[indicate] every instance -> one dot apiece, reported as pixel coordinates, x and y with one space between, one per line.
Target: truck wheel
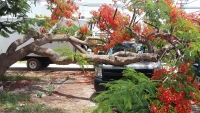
33 64
44 65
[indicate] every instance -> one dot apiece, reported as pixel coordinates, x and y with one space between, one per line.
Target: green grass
18 78
9 101
38 108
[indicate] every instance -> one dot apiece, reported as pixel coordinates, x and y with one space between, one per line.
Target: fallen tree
168 32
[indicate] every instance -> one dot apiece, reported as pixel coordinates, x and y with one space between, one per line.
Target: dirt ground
73 89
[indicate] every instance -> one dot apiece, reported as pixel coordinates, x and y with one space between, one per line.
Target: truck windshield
131 47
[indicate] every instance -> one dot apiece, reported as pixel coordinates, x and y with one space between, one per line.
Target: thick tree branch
13 46
117 60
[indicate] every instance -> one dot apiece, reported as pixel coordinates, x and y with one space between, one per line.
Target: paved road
22 66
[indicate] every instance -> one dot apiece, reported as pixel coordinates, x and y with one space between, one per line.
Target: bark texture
120 58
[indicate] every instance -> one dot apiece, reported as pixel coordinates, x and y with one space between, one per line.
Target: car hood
138 65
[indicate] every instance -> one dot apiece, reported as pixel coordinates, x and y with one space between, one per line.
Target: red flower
84 29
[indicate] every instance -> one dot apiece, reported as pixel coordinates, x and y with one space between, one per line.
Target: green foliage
74 56
130 94
15 8
50 89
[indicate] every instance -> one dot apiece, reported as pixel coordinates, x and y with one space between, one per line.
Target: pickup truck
106 72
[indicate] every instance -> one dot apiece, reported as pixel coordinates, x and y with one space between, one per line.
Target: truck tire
33 64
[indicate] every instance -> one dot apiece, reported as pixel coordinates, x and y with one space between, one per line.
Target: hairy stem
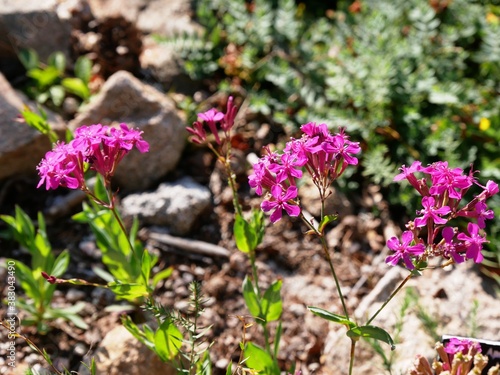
396 291
351 354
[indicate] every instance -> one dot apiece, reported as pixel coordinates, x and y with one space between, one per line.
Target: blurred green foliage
48 81
410 79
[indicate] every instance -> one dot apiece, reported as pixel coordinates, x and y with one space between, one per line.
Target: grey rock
121 353
149 15
21 147
161 59
125 99
26 24
177 12
175 205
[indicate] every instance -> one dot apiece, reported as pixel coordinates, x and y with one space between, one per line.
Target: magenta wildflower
403 250
483 213
473 243
261 178
287 169
63 166
463 346
198 132
211 117
445 179
97 147
449 247
214 120
431 212
324 156
280 201
407 172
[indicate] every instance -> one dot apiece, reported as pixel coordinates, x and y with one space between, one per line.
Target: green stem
251 255
332 269
122 226
351 360
330 263
396 291
232 184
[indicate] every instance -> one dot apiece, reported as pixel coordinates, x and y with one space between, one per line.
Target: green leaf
146 266
163 274
106 276
61 264
68 313
57 94
326 220
258 359
77 87
44 77
29 58
251 298
271 304
277 339
83 69
340 319
244 235
372 332
168 340
128 291
58 61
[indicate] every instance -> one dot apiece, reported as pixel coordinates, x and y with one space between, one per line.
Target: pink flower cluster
212 118
323 155
95 147
442 189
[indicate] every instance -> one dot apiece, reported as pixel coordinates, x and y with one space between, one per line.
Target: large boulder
175 205
125 99
21 147
149 15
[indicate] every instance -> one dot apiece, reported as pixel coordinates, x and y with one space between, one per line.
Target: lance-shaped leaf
340 319
372 332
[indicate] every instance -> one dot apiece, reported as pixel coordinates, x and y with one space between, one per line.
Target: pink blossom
449 247
403 250
463 346
102 148
473 243
211 117
281 201
286 169
483 213
431 212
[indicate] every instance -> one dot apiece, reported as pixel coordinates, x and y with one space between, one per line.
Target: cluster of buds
442 191
94 147
456 357
214 120
323 155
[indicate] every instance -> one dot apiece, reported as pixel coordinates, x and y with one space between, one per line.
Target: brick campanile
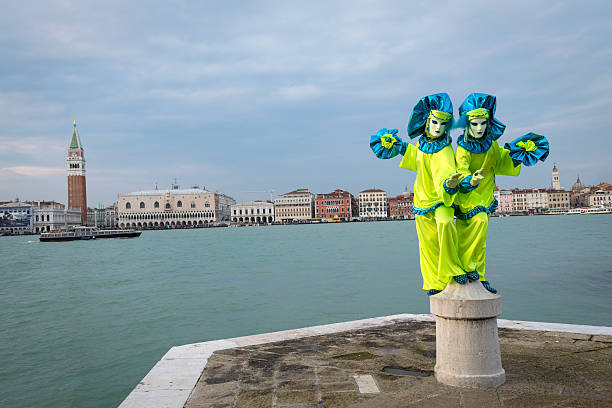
77 194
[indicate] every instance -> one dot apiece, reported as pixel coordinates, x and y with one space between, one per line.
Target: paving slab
391 365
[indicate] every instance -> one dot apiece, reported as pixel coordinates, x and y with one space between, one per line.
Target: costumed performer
435 187
479 158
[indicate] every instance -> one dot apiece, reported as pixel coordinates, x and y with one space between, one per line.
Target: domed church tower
77 194
556 184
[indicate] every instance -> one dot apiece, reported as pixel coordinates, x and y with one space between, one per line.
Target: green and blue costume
474 204
434 161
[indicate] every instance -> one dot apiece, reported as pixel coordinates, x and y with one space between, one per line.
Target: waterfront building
16 217
77 194
338 204
173 208
400 207
579 195
556 185
519 201
558 200
505 200
103 217
51 216
537 200
253 212
373 203
297 205
600 198
110 217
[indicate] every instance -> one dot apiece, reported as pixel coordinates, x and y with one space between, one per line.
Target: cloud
299 93
31 171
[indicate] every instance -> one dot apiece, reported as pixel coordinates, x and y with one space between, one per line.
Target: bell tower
556 184
77 194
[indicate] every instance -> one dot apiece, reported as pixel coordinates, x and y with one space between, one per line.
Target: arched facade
168 209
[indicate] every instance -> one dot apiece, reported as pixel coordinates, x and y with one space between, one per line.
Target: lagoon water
84 321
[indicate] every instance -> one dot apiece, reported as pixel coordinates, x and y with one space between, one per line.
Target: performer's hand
453 181
477 177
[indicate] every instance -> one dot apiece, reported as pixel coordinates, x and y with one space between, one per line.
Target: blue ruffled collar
429 145
473 145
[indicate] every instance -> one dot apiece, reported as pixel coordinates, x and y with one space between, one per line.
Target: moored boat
85 233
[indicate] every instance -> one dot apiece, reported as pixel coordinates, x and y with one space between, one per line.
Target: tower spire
75 140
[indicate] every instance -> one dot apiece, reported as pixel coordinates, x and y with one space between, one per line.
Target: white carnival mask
477 127
436 127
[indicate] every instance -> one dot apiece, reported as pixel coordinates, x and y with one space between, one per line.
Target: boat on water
85 233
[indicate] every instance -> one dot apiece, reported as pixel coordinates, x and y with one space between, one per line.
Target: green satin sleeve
409 160
443 165
505 165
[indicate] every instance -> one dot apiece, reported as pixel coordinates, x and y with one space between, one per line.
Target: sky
250 97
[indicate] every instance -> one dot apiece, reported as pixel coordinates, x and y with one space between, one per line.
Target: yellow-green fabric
495 161
472 232
435 229
472 235
438 248
432 170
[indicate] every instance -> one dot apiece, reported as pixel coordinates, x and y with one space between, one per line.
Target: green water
84 321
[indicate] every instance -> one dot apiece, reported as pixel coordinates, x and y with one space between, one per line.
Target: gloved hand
453 181
477 177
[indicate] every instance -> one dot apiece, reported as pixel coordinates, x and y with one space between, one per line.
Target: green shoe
473 275
461 279
489 287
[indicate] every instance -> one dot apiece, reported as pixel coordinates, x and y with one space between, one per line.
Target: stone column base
467 343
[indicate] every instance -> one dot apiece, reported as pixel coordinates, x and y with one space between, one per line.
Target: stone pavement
392 367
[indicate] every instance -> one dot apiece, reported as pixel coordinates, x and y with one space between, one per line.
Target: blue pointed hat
481 101
421 111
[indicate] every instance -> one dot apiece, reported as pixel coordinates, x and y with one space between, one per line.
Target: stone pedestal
467 345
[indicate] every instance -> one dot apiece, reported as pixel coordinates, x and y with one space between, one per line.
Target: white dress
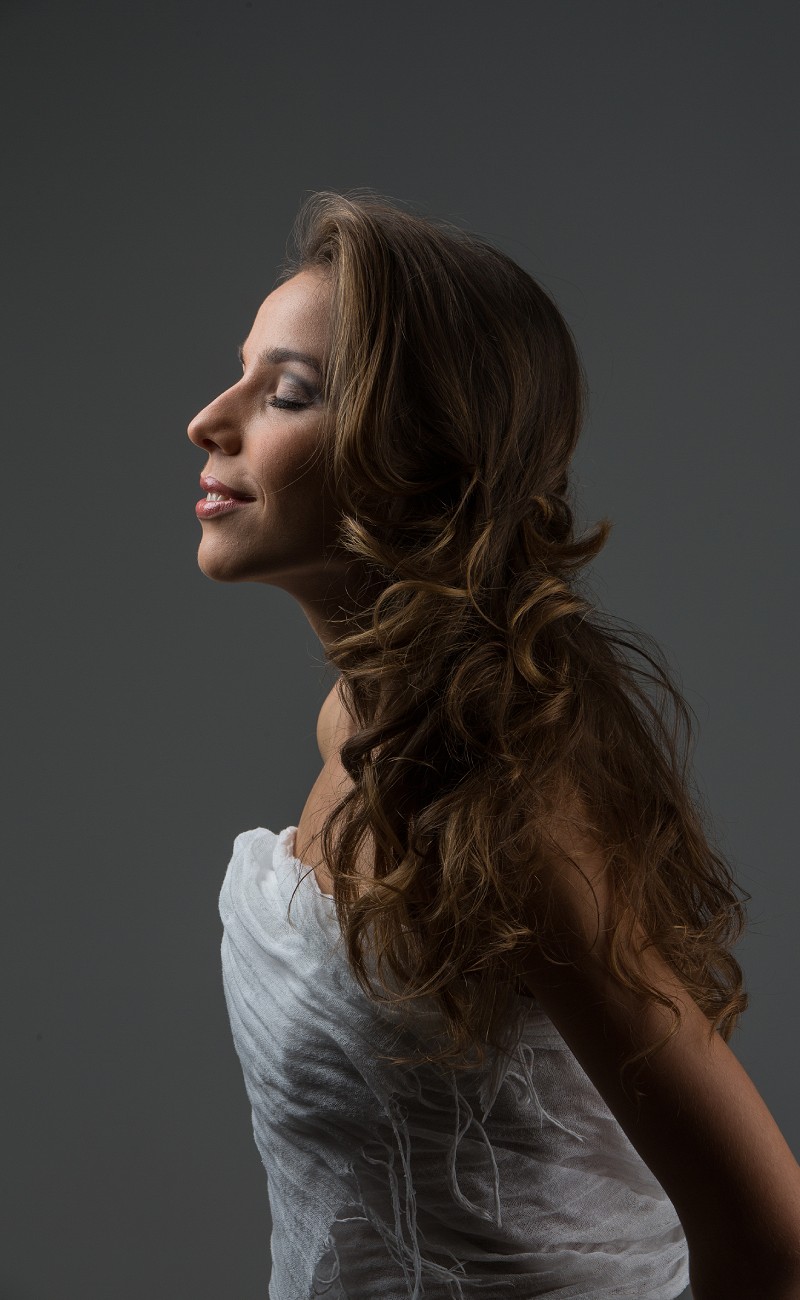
401 1183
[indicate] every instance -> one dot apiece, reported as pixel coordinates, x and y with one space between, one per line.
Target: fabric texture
409 1182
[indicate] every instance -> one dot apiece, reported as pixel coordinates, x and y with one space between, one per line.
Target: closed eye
286 404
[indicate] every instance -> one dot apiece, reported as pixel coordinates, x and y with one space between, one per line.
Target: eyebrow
275 355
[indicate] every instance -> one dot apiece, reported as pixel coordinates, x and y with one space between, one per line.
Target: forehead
297 313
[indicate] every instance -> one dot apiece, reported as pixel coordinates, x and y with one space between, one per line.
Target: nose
216 427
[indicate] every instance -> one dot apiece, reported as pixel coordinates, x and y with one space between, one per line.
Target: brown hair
484 684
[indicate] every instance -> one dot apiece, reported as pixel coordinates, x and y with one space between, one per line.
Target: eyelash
285 404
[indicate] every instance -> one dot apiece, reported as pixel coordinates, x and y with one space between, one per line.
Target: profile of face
262 437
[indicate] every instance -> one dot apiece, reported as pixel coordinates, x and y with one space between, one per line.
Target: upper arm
700 1125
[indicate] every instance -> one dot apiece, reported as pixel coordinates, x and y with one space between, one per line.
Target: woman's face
262 442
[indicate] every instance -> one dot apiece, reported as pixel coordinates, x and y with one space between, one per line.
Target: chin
223 564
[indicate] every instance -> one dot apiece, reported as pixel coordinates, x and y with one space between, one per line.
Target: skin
701 1126
286 536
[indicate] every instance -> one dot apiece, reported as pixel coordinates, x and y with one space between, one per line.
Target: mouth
217 490
219 499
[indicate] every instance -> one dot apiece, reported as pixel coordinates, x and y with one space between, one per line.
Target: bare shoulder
700 1126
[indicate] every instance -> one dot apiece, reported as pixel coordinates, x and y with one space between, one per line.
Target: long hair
484 687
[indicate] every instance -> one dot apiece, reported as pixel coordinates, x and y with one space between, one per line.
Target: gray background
639 159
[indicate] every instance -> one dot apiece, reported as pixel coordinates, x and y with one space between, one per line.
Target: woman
483 991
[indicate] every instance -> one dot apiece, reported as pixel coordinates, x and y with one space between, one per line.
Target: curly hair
485 688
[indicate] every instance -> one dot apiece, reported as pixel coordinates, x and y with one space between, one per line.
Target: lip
206 508
210 484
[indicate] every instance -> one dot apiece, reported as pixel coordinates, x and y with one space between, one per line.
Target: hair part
487 689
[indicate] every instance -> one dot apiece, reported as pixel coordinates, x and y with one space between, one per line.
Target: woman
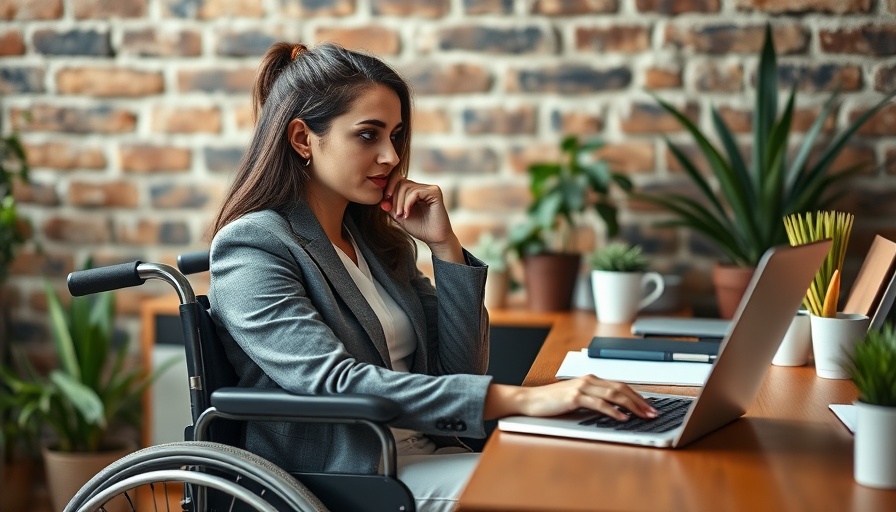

Directions for this task
Count the lines in the items above that contain the word "foliage", treating uppercase and lowercase as different. Give only the number.

Result for this exercise
2